● **Problem to solve**: Render as a numbered list the lines of the listing below, from the line containing "the wolf eye" through the line containing "point(184, 57)", both included, with blank lines omitted.
— start Records for the task —
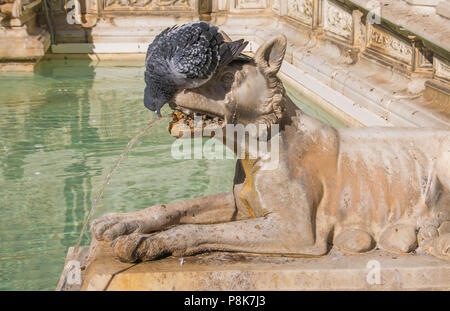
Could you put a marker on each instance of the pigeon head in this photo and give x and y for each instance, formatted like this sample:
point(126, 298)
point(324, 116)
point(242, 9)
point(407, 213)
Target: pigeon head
point(157, 93)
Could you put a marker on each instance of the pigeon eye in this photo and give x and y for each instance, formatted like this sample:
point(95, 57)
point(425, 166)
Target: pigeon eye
point(228, 78)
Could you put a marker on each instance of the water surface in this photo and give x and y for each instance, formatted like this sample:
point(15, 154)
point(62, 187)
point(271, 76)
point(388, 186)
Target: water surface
point(61, 129)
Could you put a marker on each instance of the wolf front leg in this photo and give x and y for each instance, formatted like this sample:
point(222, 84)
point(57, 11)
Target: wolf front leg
point(265, 235)
point(209, 209)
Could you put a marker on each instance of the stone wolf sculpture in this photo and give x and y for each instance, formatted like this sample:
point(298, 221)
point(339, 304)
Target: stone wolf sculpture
point(355, 189)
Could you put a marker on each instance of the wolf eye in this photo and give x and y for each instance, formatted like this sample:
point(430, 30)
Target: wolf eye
point(228, 78)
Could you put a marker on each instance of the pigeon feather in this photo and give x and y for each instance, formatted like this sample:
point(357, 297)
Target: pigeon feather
point(184, 57)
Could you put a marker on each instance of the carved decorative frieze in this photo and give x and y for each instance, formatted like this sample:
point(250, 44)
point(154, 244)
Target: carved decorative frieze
point(386, 44)
point(276, 5)
point(251, 4)
point(337, 21)
point(441, 69)
point(175, 5)
point(302, 10)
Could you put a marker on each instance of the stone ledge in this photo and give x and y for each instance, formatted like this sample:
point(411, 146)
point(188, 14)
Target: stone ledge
point(232, 271)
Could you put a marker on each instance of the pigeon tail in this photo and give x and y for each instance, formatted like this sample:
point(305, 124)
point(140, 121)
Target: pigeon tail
point(231, 50)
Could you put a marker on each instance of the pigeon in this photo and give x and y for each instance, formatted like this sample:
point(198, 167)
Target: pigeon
point(185, 57)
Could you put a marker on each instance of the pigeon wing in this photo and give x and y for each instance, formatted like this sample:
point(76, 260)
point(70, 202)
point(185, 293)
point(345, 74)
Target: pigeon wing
point(196, 56)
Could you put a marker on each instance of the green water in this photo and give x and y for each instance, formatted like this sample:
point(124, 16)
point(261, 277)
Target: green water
point(61, 130)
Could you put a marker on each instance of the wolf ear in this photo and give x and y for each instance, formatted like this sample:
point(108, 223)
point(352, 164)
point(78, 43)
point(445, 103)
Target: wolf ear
point(269, 56)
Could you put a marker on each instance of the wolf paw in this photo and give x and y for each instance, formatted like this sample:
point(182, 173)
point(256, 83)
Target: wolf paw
point(137, 247)
point(111, 226)
point(439, 247)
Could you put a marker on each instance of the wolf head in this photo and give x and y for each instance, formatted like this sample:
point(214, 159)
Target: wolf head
point(243, 92)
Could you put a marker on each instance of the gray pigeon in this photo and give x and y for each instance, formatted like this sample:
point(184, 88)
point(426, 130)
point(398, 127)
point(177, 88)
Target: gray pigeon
point(185, 57)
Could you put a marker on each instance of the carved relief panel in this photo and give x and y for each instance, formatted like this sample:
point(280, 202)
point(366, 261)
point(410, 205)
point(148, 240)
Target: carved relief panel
point(150, 5)
point(337, 21)
point(251, 4)
point(386, 44)
point(441, 69)
point(301, 10)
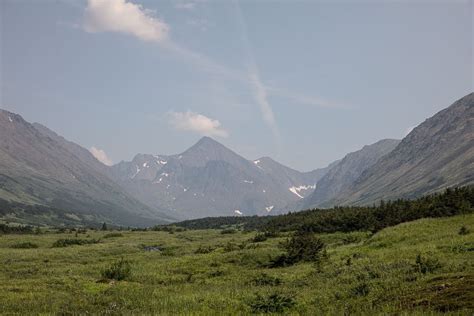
— end Records for the task —
● **Correct answer**:
1. Could you put a marker on each instance of the wolf eye in this photo and give x and y for each instance, formatted like this sample:
2. point(430, 30)
3. Target: wolf eye
4. point(228, 78)
5. Could you put a marker on each instance of the pigeon feather in this photo and give x and y for each instance, formatted like this sample:
6. point(357, 297)
7. Target: pigeon feather
8. point(184, 57)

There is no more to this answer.